═══ Record list ═══
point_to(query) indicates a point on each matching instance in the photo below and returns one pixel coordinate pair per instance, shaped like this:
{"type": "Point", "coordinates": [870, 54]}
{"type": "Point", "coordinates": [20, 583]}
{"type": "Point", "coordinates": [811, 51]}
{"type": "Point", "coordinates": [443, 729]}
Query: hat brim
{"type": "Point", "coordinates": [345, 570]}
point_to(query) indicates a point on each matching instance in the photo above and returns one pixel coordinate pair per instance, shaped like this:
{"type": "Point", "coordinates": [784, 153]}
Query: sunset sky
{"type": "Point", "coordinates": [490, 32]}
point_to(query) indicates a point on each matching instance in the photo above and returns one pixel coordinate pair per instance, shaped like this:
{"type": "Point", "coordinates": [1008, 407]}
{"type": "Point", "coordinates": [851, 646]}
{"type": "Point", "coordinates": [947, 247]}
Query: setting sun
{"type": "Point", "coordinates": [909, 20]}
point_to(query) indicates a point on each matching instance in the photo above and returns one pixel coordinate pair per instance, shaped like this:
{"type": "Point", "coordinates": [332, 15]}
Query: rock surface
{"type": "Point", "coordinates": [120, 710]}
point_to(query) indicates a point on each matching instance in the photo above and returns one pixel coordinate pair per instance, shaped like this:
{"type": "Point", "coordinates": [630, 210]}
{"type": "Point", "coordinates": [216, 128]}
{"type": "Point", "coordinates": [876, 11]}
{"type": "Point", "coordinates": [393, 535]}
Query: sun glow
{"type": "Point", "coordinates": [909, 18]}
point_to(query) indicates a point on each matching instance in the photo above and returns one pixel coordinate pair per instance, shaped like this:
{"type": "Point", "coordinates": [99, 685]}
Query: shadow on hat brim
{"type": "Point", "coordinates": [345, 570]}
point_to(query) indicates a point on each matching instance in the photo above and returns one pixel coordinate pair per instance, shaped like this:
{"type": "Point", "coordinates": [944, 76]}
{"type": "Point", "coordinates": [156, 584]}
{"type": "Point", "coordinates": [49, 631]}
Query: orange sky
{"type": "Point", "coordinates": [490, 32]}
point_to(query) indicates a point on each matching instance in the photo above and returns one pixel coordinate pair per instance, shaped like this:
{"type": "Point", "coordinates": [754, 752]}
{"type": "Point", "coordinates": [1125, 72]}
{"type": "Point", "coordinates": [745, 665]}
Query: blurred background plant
═══
Written instruction: All of the data needs to be printed once more, exactly.

Response to the task:
point_to(query) indicates a point on each matching instance in the photo below and returns one pixel coordinate pair per instance, shaped like this:
{"type": "Point", "coordinates": [870, 54]}
{"type": "Point", "coordinates": [20, 583]}
{"type": "Point", "coordinates": [811, 51]}
{"type": "Point", "coordinates": [443, 729]}
Query: hat brim
{"type": "Point", "coordinates": [345, 570]}
point_to(query) indicates a point on each matching instance in the photo above and returns one pixel coordinate pair per instance, shaped like this:
{"type": "Point", "coordinates": [784, 153]}
Query: sunset sky
{"type": "Point", "coordinates": [490, 32]}
point_to(query) indicates a point on each matching instance in the photo above and returns one pixel coordinate pair per instance, shaped like this:
{"type": "Point", "coordinates": [1008, 407]}
{"type": "Point", "coordinates": [851, 646]}
{"type": "Point", "coordinates": [947, 247]}
Query: setting sun
{"type": "Point", "coordinates": [909, 20]}
point_to(query) indicates a point on each matching instance in the photo above and returns one pixel coordinate pair per instance, shaped like this:
{"type": "Point", "coordinates": [332, 15]}
Query: rock surface
{"type": "Point", "coordinates": [120, 710]}
point_to(query) indicates a point on each matching instance in the photo above and returns one pixel coordinate pair per instance, shaped like this:
{"type": "Point", "coordinates": [630, 210]}
{"type": "Point", "coordinates": [216, 128]}
{"type": "Point", "coordinates": [876, 11]}
{"type": "Point", "coordinates": [393, 535]}
Query: sun glow
{"type": "Point", "coordinates": [909, 18]}
point_to(query) indicates a point on each matching instance in the photo above and returns one pixel coordinate pair per instance, shaped like this:
{"type": "Point", "coordinates": [99, 685]}
Query: shadow on hat brim
{"type": "Point", "coordinates": [345, 570]}
point_to(query) indicates a point on each matching instance in the photo above and returns one pixel coordinate pair per instance, shaped like this:
{"type": "Point", "coordinates": [944, 76]}
{"type": "Point", "coordinates": [156, 584]}
{"type": "Point", "coordinates": [49, 631]}
Query: orange sky
{"type": "Point", "coordinates": [490, 32]}
point_to(query) indicates a point on each matching instance in the photo above and returns one pixel coordinate pair per instance, shaped like this:
{"type": "Point", "coordinates": [754, 752]}
{"type": "Point", "coordinates": [1125, 72]}
{"type": "Point", "coordinates": [745, 665]}
Query: blurred background plant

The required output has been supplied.